Please collect every line of the data below that contains the string "silver", matching case exactly.

[start]

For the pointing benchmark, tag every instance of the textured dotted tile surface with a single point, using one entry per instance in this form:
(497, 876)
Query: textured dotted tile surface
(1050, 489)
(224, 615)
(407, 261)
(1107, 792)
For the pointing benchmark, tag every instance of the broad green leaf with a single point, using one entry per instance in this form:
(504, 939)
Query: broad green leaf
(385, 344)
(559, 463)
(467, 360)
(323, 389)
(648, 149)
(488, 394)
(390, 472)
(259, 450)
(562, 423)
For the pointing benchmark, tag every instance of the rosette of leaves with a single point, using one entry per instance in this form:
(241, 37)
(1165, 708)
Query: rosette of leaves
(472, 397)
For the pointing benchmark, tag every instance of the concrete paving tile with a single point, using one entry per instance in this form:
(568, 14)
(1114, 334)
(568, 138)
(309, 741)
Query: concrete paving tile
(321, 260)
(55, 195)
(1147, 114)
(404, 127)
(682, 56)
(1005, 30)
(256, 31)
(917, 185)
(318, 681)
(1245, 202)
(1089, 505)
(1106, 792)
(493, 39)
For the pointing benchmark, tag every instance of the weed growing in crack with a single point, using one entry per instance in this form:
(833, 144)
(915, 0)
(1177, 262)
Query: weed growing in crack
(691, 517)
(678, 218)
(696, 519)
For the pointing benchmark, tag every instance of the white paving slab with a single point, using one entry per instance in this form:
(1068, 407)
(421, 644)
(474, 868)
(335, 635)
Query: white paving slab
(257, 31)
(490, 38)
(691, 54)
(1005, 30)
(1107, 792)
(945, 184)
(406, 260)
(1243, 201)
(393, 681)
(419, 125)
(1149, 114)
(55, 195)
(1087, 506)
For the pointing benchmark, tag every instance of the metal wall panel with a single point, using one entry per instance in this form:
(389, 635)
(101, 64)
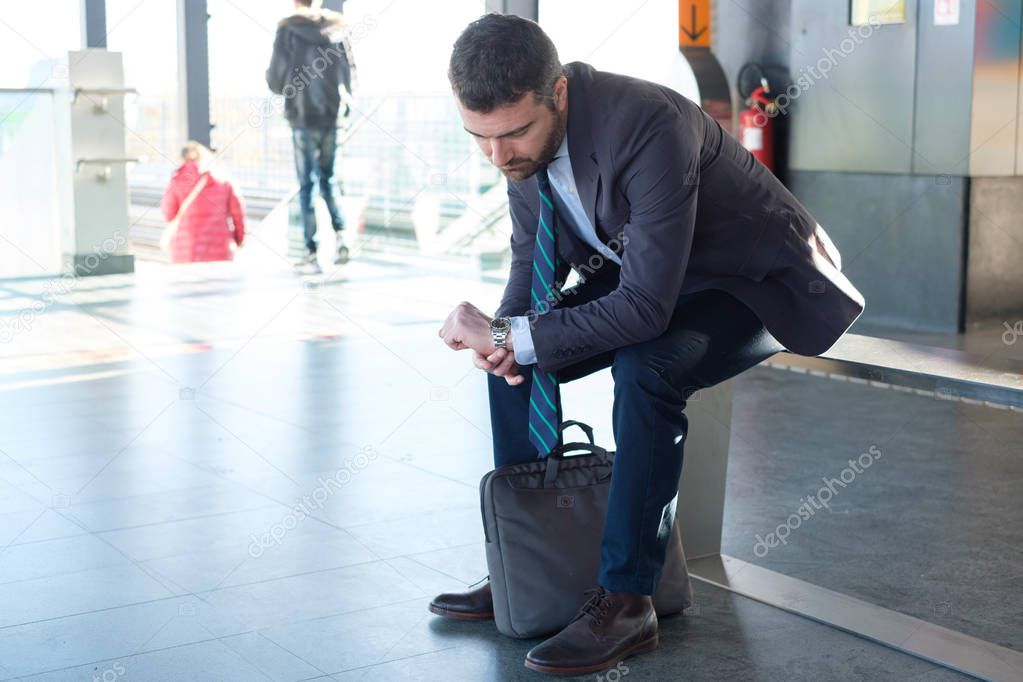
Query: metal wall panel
(993, 284)
(995, 88)
(859, 115)
(944, 69)
(901, 239)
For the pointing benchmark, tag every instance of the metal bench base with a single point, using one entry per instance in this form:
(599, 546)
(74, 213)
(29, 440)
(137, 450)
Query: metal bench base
(904, 633)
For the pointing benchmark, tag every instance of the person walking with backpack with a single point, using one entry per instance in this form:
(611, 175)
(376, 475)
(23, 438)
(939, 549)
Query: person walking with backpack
(312, 67)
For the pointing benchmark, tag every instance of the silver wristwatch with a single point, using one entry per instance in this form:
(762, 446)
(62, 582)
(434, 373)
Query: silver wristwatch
(499, 329)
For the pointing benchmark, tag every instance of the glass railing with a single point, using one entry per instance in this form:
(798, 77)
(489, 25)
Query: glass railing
(30, 196)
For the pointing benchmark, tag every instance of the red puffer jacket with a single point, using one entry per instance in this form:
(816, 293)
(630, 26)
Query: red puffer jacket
(204, 233)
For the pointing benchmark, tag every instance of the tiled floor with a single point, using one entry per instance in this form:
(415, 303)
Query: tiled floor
(214, 472)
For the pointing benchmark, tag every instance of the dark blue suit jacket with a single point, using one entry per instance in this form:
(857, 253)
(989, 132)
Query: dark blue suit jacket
(686, 209)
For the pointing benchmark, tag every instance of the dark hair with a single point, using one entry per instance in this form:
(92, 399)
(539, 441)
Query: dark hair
(500, 57)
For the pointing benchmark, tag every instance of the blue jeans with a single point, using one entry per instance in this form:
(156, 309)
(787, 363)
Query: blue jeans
(712, 336)
(315, 149)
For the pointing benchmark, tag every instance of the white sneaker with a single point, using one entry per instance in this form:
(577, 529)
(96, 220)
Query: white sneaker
(342, 257)
(308, 265)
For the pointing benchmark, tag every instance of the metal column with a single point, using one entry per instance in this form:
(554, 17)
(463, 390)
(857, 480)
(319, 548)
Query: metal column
(94, 23)
(193, 66)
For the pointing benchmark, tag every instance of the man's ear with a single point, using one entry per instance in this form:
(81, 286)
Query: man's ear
(561, 93)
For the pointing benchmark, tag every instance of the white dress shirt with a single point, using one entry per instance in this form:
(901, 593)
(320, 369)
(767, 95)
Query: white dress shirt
(571, 216)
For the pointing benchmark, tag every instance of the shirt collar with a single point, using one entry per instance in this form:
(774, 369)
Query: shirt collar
(563, 150)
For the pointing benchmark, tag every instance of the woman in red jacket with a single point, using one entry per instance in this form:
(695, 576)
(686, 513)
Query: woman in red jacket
(204, 232)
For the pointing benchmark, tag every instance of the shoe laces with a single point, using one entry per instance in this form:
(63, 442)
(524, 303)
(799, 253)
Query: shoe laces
(597, 604)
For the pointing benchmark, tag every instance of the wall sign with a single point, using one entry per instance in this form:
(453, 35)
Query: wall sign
(873, 12)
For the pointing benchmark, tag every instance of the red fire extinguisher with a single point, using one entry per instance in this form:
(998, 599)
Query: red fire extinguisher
(756, 127)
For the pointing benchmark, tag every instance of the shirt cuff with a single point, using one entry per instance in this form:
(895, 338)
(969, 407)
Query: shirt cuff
(522, 336)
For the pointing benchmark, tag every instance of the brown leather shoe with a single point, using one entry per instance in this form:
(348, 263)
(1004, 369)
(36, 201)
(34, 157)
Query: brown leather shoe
(476, 604)
(610, 627)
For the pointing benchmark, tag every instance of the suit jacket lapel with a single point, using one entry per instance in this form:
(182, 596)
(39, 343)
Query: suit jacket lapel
(581, 152)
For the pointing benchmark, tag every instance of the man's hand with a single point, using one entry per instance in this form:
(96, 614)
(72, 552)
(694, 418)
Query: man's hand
(468, 327)
(500, 362)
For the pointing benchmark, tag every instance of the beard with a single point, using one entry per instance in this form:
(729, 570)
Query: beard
(522, 168)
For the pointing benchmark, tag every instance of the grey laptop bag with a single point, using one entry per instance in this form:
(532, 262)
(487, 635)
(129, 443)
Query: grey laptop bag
(542, 523)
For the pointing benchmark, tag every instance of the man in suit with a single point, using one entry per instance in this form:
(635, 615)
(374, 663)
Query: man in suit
(695, 263)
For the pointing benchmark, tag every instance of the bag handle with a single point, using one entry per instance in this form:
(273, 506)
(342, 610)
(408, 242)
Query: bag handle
(586, 428)
(553, 460)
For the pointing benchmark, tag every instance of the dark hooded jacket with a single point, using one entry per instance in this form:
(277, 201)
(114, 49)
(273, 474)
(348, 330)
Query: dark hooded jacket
(312, 60)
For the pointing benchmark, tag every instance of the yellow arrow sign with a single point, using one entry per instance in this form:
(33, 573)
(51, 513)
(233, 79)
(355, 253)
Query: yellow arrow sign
(694, 23)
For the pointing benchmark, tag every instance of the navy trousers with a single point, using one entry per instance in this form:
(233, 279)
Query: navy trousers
(712, 336)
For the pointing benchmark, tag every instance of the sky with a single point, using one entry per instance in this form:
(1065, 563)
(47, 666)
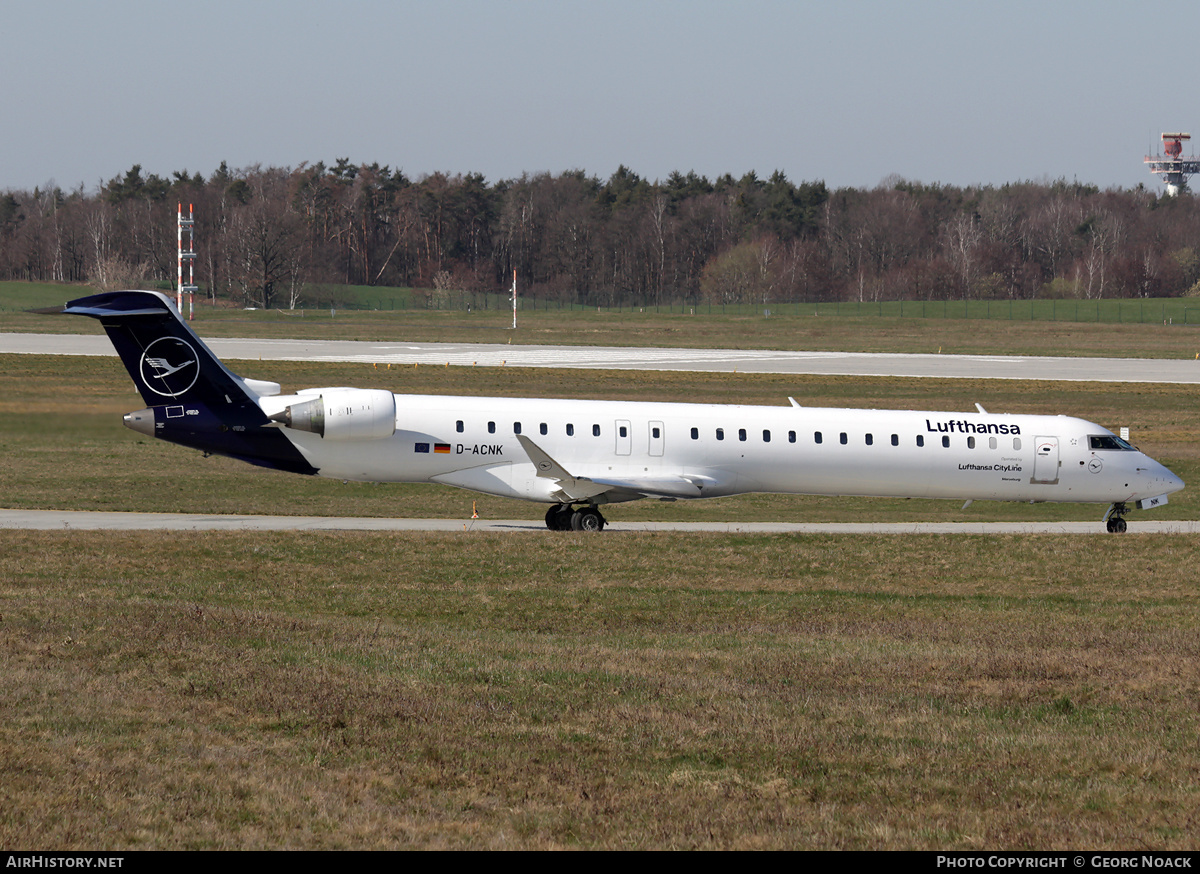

[end]

# [Result for this exercise]
For the pointing benchmark, tag every instance of the silver wristwatch with a single point, using one entry per instance in this form:
Query: silver wristwatch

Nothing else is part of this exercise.